### OPDRACHTEN
1. Noem alle partijen jegens wie de mens volgens de tekst over techniek zijn roeping moet vervullen.
2. Schrijf de tekst over techniek verder, te beginnen na de laatste zin.

### FRAGMENT
De kernzonde van het technicisme is dat men geen oog heeft, noch eerbied voor de schepping als creatie van God, noch voor de verbanden en regels die God in de schepping heeft gelegd ten dienste van haar doelmatig gebruik. De schepping is gegeven ter ontwikkeling door de mens om hem en God dienstbaar te zijn.
Roeping
Voor de mens komt het erop neer dat hij zijn roeping jegens God, de medemens, zichzelf en de schepping vervult. Dat wil zeggen dat de mens over de schepping heerst, in plaats van door de ontwikkelingen van de schepping met behulp van de techniek beheerst te worden. Dan kan de techniek nooit het een en het al zijn; ook niet het voornaamste in het leven. Zelfs niet als je in of met de techniek je boterham verdient.
Techniek is middel en mogelijkheid; gave en opdracht. De ethische vorm voor de techniek is nooit de mens met zijn autonome gebruik ervan. In plaats van autonoom over de schepping te heersen en de techniek tot allesbeheersende norm te maken, moet de techniek ontwikkeld worden tot eer van God, tot welzijn van de naaste, tot nut van onszelf - tot eerbiedig gebruik van de schepping.

(Beschrijvingen van regio's in natuurlijke taal)
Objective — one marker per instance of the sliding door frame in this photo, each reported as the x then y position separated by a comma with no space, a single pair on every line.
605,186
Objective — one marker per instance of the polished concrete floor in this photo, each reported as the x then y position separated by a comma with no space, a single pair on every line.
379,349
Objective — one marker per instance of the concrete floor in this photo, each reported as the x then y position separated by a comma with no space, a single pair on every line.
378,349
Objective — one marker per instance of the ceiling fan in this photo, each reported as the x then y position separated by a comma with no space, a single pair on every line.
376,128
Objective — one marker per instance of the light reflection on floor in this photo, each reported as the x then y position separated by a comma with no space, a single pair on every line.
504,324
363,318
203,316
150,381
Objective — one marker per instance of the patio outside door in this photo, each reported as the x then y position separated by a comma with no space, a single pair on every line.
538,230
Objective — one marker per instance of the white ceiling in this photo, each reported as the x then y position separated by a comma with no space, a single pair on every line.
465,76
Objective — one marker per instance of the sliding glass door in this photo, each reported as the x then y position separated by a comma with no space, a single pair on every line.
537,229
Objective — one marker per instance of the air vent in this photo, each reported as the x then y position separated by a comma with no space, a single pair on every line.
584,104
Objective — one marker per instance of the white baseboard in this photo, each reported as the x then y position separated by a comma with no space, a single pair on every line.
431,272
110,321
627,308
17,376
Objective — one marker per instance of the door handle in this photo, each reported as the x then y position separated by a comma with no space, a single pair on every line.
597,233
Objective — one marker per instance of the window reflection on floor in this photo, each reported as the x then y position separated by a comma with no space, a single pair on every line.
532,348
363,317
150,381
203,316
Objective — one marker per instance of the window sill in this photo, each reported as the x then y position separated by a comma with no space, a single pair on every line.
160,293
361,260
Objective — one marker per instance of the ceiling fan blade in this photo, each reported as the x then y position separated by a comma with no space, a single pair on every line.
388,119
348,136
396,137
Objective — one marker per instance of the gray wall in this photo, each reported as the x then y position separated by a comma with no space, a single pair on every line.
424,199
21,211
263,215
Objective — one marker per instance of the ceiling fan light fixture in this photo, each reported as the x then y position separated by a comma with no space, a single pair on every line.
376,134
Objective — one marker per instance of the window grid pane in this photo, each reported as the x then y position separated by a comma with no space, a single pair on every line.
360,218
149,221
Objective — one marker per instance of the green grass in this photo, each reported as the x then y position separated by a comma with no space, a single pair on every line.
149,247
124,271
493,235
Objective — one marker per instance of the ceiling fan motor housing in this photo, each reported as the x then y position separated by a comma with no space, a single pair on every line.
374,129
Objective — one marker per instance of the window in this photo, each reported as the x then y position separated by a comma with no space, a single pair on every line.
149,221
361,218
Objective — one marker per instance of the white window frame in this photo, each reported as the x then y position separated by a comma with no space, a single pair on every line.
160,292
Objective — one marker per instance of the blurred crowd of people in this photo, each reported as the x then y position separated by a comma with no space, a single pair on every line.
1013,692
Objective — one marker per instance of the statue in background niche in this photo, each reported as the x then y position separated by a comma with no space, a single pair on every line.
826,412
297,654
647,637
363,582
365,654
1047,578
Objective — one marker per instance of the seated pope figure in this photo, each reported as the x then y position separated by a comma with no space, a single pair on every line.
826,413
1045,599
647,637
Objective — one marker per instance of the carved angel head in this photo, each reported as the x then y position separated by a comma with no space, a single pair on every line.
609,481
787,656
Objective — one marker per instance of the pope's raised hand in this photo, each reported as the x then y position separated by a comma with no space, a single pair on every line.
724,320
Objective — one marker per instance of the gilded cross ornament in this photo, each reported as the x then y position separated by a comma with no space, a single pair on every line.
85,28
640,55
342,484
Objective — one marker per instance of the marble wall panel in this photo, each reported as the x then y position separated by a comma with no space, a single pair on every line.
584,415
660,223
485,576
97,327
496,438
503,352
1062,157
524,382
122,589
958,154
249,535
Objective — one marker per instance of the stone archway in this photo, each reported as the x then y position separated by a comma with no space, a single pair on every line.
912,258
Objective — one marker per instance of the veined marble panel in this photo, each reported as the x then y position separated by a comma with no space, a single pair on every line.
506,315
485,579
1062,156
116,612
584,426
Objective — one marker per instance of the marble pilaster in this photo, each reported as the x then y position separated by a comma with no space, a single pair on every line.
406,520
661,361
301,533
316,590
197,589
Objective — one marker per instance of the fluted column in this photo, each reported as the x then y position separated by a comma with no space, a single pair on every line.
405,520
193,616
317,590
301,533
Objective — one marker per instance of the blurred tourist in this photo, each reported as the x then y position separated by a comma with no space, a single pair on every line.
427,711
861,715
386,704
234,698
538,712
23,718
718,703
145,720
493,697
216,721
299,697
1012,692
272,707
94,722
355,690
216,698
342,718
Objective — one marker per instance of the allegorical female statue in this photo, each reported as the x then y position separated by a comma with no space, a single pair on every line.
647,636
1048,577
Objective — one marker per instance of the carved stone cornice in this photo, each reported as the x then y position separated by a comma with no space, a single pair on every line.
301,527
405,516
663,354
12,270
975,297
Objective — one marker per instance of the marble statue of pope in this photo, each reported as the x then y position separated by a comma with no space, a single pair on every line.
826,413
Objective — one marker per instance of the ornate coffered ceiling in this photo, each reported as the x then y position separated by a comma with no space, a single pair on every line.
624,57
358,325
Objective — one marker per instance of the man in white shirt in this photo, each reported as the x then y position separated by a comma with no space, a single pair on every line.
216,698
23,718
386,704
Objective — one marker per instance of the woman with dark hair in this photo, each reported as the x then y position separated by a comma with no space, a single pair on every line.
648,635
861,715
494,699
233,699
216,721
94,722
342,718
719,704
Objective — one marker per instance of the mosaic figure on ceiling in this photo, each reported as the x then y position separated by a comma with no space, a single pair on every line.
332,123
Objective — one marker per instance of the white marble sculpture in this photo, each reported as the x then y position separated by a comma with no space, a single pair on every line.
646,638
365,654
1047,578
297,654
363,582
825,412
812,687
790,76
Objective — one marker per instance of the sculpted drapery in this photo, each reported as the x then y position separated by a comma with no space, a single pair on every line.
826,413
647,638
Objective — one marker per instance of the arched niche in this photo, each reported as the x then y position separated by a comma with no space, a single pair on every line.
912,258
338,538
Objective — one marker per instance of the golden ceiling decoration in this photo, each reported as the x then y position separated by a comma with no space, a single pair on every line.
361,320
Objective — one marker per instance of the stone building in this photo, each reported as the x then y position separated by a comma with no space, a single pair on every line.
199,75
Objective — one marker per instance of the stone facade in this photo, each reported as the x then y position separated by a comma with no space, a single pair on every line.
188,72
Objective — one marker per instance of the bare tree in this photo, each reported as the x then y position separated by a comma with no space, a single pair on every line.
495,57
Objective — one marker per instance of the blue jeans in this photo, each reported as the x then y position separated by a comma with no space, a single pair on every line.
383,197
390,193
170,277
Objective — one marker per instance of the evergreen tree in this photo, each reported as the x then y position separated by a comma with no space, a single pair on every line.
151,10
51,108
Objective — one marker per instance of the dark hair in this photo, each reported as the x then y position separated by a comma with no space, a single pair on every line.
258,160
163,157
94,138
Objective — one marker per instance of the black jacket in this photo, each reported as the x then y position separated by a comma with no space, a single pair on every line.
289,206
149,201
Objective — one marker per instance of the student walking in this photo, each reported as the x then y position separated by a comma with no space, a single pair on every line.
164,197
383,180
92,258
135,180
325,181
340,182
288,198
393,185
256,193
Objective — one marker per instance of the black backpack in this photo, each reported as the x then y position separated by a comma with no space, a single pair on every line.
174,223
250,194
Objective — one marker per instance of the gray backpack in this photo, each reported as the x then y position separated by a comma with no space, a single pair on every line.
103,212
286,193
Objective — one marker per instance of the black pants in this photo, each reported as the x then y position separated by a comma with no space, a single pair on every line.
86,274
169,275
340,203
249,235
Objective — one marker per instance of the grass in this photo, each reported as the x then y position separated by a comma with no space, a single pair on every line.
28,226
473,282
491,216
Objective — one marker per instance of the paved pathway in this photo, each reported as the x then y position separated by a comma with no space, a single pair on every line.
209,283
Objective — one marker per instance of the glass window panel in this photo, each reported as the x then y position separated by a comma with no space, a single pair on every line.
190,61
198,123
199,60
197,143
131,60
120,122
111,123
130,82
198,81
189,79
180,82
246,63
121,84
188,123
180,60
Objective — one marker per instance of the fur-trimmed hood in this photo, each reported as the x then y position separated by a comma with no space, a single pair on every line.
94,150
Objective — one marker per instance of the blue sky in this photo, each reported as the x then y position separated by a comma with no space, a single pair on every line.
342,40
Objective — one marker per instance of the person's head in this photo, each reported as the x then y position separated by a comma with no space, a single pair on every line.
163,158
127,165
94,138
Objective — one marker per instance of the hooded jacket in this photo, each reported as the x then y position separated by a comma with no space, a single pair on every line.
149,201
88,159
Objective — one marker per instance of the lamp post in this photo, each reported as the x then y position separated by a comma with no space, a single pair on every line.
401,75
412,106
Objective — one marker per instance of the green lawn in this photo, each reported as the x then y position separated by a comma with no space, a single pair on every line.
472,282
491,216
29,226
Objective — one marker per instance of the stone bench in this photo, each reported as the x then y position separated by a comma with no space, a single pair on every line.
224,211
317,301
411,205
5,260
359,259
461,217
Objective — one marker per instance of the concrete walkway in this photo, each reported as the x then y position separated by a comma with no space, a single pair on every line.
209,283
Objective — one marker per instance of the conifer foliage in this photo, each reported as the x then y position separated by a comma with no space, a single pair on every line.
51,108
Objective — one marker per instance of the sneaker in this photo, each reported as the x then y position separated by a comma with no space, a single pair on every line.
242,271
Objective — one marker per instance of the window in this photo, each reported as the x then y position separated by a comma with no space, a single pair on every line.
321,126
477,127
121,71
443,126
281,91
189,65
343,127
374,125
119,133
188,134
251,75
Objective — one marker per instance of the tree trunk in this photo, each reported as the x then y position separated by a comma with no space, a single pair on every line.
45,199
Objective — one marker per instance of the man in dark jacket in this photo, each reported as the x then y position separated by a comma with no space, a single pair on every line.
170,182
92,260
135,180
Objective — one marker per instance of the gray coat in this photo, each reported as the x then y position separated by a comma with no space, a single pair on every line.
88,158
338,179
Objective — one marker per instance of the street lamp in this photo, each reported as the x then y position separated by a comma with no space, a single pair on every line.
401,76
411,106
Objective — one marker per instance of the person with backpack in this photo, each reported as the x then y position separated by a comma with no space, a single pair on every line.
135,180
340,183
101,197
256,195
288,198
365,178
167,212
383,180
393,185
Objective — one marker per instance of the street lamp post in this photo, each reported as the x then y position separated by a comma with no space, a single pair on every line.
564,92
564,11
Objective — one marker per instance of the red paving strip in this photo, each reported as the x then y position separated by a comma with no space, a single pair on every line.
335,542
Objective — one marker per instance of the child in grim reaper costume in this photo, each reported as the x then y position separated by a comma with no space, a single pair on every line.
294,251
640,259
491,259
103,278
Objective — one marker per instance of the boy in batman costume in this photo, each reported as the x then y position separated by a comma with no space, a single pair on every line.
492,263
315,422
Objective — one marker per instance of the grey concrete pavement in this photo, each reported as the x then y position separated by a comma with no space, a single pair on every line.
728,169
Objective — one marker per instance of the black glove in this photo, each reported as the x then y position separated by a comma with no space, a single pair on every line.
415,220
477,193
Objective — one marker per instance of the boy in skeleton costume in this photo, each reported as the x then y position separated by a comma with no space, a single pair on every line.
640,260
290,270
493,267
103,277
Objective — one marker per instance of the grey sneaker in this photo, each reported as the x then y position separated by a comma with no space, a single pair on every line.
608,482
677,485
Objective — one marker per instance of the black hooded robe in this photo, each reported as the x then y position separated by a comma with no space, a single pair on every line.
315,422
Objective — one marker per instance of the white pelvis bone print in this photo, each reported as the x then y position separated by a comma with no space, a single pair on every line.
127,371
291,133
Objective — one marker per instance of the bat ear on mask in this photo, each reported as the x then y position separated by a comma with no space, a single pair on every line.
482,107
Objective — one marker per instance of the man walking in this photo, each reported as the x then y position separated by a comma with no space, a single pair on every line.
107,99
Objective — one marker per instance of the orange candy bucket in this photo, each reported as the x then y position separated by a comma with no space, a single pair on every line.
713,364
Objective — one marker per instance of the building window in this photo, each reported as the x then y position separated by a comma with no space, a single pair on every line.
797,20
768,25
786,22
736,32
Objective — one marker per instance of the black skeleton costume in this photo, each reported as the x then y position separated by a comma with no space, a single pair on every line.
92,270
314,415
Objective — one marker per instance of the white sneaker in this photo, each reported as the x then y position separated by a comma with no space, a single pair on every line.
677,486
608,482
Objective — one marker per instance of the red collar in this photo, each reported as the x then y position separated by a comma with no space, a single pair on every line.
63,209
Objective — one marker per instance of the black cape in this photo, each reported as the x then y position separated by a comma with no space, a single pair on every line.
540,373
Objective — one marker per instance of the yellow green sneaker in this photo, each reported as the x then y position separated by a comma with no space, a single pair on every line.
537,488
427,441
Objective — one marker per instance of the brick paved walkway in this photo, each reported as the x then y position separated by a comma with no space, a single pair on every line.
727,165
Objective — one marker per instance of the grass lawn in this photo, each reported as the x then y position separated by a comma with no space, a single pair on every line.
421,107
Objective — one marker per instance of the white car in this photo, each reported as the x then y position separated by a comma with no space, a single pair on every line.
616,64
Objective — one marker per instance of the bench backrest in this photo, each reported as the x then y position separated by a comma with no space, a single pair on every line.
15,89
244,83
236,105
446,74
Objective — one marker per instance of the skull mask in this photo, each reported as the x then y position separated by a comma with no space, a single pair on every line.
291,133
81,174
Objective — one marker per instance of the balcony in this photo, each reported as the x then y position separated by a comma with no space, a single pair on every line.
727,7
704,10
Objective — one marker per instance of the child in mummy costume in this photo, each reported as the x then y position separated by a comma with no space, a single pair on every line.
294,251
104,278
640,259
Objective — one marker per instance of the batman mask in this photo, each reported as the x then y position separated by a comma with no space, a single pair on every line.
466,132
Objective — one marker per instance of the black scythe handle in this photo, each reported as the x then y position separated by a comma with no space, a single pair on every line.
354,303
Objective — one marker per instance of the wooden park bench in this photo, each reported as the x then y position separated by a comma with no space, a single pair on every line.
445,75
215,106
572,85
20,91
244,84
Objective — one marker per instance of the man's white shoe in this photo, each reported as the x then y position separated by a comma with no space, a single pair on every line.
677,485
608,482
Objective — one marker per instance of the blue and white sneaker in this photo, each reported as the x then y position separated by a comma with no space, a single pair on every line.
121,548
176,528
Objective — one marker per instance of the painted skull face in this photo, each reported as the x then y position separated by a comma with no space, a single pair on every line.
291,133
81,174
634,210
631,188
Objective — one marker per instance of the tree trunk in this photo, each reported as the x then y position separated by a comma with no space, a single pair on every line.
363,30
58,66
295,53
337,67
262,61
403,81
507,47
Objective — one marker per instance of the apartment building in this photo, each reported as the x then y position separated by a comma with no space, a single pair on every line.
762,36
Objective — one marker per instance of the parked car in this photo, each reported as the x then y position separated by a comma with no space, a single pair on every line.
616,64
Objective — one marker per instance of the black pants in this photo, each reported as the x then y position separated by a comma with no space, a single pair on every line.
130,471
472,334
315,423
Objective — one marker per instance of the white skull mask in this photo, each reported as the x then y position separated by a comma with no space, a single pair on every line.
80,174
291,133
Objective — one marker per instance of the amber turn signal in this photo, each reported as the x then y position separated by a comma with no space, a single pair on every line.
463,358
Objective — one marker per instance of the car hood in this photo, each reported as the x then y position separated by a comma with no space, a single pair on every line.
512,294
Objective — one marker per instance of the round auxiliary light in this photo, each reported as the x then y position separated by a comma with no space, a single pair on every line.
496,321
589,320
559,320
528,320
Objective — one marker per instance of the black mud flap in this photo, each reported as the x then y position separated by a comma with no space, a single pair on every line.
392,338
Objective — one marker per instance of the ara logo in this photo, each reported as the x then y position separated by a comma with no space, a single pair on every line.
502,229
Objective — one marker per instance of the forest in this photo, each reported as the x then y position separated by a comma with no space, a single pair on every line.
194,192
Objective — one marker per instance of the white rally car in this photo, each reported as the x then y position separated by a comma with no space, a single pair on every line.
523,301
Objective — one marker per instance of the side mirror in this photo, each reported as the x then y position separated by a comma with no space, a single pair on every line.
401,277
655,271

### ANTWOORDEN
1. God, de medemens, zichzelf en de schepping.

2.
Normatieve noties
Daarom horen de volgende noties wezenlijk bij het thema techniek en ethiek: geloof, gerechtigheid, waarheid, hulpvaardigheid, dienstbaarheid, openheid ten aanzien van onderzoek en ontwikkeling. Bij dat alles het gebed om de Heilige Geest, om door Zijn kracht onze plaats in dit proces in te nemen.
Eerst enkele trefwoorden -of piketpaaltjes- die normatief en richtinggevend zijn voor het omgaan met de schepping en het gebruik van de techniek: zorgen en verzorgen, hoeden en helpen, uitbreiden en toewijden, bewaren en beschermen, bewerken en beperken. De volgorde van deze woordparen is willekeurig.
Juist bij het gebruikmaken van de schepping moet een afwisseling plaatsvinden van differentiatie en integratie, van continuïteit en discontinuïteit -in tegenstelling tot en met revolutie of enkel conservatisme-, van concentratie en deconcentratie, grootschaligheid en kleinschaligheid.
Het gaat om een evenwichtige afwisseling van beide. Deze afwisseling, waarbij beide termen hun eigen plaats hebben en houden, is een bijbels protest tegen de alleenheerschappij van een onstuitbare ontwikkeling van de techniek. Ik ontleen dit patroon van afwisseling aan Prediker 3. Daar staat hoe tegenovergestelde handelingen beide in het leven een plaats hebben.
Wie Prediker 3 opslaat, leze ook verder naar Prediker 4:6, waar een waarschuwing staat die ik bepalend acht voor een ethiek van de arbeid, dus ook van de techniek: „Een handvol rust is beter dan beide vuisten vol met arbeid en kwelling des geestes.”
Het gaat erom dat wij de scheppingsstructuren naspeuren en eerbiedigen. De schepping staat niet boven de Schepper, maar is aan Hem onderworpen en wordt door Zijn regels geregeerd.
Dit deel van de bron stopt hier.